___ Material for this exercise ___

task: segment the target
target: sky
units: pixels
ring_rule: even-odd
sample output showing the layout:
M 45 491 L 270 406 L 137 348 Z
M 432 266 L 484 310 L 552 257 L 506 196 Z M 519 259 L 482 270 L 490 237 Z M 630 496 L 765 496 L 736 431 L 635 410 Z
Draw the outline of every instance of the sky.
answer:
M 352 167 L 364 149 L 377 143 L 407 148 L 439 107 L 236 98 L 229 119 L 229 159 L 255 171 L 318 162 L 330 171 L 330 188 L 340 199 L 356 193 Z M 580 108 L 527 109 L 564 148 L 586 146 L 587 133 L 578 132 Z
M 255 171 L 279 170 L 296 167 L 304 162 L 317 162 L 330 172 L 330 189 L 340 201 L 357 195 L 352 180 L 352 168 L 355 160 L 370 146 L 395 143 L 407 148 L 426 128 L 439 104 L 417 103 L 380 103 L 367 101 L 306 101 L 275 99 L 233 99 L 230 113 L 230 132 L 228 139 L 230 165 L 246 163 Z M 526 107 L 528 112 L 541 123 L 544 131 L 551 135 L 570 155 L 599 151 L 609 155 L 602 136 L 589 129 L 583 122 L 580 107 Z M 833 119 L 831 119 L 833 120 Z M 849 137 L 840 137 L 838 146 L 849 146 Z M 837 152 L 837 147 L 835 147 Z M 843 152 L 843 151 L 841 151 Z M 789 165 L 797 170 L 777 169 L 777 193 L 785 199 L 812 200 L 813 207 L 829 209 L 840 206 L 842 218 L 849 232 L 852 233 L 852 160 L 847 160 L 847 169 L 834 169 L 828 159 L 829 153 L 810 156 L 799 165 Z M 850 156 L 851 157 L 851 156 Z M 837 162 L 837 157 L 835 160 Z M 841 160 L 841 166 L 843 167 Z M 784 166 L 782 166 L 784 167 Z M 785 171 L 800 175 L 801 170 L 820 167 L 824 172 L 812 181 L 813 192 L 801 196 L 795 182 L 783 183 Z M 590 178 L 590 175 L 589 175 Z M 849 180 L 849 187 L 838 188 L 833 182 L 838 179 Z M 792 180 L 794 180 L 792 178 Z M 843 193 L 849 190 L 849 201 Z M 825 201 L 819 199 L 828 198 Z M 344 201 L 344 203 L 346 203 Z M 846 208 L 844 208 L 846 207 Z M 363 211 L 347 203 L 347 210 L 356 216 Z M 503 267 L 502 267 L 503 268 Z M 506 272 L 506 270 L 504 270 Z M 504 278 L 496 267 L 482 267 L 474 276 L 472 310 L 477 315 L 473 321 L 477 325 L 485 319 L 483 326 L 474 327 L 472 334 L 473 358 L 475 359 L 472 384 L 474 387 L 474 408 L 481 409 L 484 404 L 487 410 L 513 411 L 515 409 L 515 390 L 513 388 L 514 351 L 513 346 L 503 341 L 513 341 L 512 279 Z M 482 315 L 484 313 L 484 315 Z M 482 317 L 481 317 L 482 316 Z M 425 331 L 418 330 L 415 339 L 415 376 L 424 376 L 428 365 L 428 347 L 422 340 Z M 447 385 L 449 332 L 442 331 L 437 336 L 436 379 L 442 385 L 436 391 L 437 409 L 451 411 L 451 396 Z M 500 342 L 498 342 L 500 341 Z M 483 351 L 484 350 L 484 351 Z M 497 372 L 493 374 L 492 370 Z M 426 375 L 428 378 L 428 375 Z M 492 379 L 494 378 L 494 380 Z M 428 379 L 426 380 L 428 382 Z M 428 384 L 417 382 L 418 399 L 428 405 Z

___

Rewrite all of the rows above, substituting "clouds" for "sky" wherever it occurs and keeping every other part unchanged.

Response
task: segment the target
target: clouds
units: pixels
ring_rule: even-odd
sample output showing the layout:
M 45 491 L 270 406 L 137 348 Z
M 432 266 L 484 310 L 552 257 L 506 196 Z M 519 259 L 482 270 L 490 237 Z M 630 496 L 765 496 L 736 431 L 635 410 Z
Draw the outline of every instance of the clouds.
answer:
M 352 167 L 364 149 L 377 143 L 407 148 L 439 107 L 236 98 L 229 119 L 229 159 L 255 171 L 318 162 L 330 171 L 330 188 L 340 199 L 356 193 Z M 580 108 L 527 109 L 564 148 L 586 146 L 587 133 L 578 132 Z
M 255 171 L 279 170 L 296 167 L 304 162 L 317 162 L 330 172 L 330 189 L 340 201 L 357 195 L 352 180 L 352 168 L 355 160 L 370 146 L 395 143 L 407 148 L 426 128 L 439 104 L 417 103 L 380 103 L 367 101 L 306 101 L 275 99 L 233 99 L 230 113 L 230 132 L 228 139 L 230 165 L 246 163 Z M 526 107 L 528 112 L 541 123 L 544 131 L 551 135 L 570 155 L 599 151 L 609 155 L 602 136 L 589 129 L 583 122 L 580 107 Z M 833 119 L 831 119 L 833 120 Z M 849 137 L 840 137 L 838 146 L 849 146 Z M 837 152 L 837 147 L 835 147 Z M 843 152 L 843 151 L 841 151 Z M 789 165 L 797 170 L 777 169 L 777 193 L 785 199 L 812 200 L 813 207 L 829 209 L 840 206 L 842 218 L 849 232 L 852 233 L 852 160 L 847 160 L 847 169 L 834 169 L 828 159 L 829 153 L 810 156 L 799 165 Z M 850 156 L 851 157 L 851 156 Z M 837 162 L 837 157 L 835 160 Z M 841 160 L 841 166 L 843 167 Z M 784 166 L 782 166 L 784 167 Z M 785 171 L 800 175 L 801 170 L 820 167 L 824 172 L 812 181 L 813 192 L 801 196 L 795 182 L 783 183 Z M 590 178 L 590 175 L 589 175 Z M 849 180 L 849 187 L 838 188 L 833 182 L 838 179 Z M 792 180 L 794 180 L 792 178 Z M 843 193 L 849 190 L 849 201 Z M 825 201 L 819 199 L 828 198 Z M 344 201 L 344 203 L 346 203 Z M 846 208 L 844 208 L 846 207 Z M 363 211 L 347 203 L 347 210 L 356 216 Z M 503 267 L 502 267 L 503 268 Z M 506 272 L 506 270 L 504 270 Z M 504 278 L 496 267 L 482 267 L 474 276 L 472 310 L 477 315 L 473 321 L 477 325 L 485 319 L 483 326 L 474 327 L 472 334 L 473 358 L 475 359 L 472 384 L 474 387 L 474 408 L 481 409 L 484 404 L 487 410 L 513 411 L 515 409 L 515 390 L 513 388 L 514 351 L 513 346 L 503 341 L 513 341 L 512 279 Z M 482 315 L 484 313 L 484 315 Z M 482 317 L 481 317 L 482 316 Z M 425 331 L 418 330 L 415 339 L 415 376 L 424 376 L 428 365 L 428 347 L 422 340 Z M 447 385 L 449 332 L 442 331 L 437 336 L 436 379 L 442 385 L 436 391 L 437 409 L 451 411 L 451 396 Z M 500 342 L 498 342 L 500 341 Z M 483 351 L 484 350 L 484 351 Z M 497 372 L 493 374 L 492 370 Z M 426 375 L 428 378 L 428 375 Z M 492 379 L 494 378 L 494 380 Z M 428 379 L 426 380 L 428 382 Z M 428 384 L 417 382 L 418 399 L 428 405 Z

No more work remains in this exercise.